> _TASK_
Search string "white": state how many lines in the material below contain it, and nothing else.

----------

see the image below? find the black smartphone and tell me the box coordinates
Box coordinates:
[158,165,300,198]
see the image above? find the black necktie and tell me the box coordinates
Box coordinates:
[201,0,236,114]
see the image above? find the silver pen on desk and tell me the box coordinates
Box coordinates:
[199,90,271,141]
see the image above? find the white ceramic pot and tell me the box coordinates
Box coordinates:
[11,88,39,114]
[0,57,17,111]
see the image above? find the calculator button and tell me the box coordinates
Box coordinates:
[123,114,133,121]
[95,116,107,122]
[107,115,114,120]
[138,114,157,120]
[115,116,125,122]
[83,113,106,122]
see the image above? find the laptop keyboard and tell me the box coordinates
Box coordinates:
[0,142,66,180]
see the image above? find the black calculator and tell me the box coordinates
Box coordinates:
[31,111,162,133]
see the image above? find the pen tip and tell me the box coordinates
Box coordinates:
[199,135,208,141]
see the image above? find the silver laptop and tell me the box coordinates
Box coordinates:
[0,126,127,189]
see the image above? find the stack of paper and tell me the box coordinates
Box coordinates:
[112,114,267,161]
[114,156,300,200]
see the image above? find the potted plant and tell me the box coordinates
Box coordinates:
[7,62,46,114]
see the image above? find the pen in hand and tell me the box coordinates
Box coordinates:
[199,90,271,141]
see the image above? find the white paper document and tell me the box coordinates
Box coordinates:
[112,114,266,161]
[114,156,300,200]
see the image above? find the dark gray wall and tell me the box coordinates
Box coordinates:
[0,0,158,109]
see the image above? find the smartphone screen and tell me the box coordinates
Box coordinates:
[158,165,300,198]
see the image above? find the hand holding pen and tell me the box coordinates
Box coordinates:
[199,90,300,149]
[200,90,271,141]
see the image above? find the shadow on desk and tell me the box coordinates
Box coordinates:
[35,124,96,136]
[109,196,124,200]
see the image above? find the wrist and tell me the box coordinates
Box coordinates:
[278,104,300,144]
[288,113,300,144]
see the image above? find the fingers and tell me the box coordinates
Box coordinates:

----------

> _TASK RESPONSE_
2